Entries from a pointing dataset:
****************************************
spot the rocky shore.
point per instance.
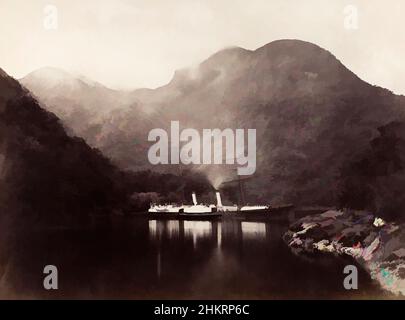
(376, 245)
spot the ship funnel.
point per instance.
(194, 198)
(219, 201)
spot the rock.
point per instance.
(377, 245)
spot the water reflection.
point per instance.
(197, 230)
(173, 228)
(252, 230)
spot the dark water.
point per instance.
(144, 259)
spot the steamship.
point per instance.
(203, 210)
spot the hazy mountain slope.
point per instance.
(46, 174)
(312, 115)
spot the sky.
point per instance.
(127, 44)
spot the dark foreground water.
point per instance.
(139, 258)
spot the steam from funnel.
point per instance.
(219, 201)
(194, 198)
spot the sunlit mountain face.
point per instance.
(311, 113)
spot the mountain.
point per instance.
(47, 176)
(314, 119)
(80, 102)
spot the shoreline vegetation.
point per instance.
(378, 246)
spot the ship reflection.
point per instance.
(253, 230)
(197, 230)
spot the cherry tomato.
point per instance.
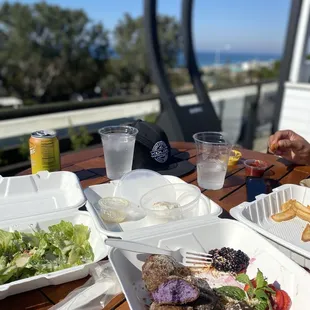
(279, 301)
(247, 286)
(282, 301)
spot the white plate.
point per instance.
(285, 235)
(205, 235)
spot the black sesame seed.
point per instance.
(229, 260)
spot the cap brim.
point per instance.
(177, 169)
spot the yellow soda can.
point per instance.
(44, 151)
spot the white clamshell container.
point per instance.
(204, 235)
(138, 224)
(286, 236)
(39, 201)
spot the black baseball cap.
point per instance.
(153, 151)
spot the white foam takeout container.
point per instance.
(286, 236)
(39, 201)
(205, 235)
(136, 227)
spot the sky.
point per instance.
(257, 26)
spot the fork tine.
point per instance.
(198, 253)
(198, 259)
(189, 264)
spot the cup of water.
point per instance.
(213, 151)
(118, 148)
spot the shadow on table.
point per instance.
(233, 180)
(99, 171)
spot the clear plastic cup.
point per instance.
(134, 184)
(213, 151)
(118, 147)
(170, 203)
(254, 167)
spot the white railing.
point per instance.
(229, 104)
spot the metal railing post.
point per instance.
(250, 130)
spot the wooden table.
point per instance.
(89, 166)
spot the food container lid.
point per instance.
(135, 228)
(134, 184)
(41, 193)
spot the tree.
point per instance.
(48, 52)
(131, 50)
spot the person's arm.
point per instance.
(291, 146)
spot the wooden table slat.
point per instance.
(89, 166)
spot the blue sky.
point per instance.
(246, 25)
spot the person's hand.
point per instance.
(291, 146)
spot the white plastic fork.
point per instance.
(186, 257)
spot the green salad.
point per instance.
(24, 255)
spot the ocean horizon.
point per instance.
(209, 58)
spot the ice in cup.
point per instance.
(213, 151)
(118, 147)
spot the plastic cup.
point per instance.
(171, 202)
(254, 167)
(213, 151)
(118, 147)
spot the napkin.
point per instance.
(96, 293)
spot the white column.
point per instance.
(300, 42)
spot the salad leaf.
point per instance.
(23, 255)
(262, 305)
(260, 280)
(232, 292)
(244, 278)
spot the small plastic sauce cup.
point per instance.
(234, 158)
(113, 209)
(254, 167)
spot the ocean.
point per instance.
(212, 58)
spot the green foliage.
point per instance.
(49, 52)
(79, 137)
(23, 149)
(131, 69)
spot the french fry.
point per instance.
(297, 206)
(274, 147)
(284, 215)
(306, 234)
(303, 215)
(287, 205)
****************************************
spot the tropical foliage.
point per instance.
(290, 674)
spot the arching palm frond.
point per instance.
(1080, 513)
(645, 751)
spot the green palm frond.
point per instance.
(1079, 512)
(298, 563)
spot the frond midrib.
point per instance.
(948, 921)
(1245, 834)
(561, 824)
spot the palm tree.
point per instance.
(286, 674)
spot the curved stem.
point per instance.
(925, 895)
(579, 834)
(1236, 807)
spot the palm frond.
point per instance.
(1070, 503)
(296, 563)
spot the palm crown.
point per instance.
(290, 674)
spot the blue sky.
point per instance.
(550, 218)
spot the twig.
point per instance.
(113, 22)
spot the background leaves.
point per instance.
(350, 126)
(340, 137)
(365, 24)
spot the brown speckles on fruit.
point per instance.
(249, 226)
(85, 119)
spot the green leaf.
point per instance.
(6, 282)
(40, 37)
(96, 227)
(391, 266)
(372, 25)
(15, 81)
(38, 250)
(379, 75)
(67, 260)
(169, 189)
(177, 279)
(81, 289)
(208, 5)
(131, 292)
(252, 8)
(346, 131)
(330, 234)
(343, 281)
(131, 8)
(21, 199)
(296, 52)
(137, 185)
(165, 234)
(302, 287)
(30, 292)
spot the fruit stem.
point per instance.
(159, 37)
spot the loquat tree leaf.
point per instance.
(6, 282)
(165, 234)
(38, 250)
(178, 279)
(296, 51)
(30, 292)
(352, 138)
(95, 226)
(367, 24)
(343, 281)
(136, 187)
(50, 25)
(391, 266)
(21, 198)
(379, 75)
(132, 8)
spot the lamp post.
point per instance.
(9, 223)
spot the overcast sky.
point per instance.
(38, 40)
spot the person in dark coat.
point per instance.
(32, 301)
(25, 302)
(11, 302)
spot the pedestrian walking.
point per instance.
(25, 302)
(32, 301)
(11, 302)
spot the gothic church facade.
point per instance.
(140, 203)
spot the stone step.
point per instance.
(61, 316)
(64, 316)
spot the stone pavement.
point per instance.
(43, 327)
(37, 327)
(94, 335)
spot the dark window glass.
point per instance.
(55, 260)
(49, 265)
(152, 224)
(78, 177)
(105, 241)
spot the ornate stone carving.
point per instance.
****************************************
» Task description: Collect every line in the records above that contains the word "frond", treating uppercase and lowercase as different. Copy each of those lines in full.

» Written response:
spot the arching palm frond.
spot the green palm frond.
spot the frond midrib.
spot the palm frond.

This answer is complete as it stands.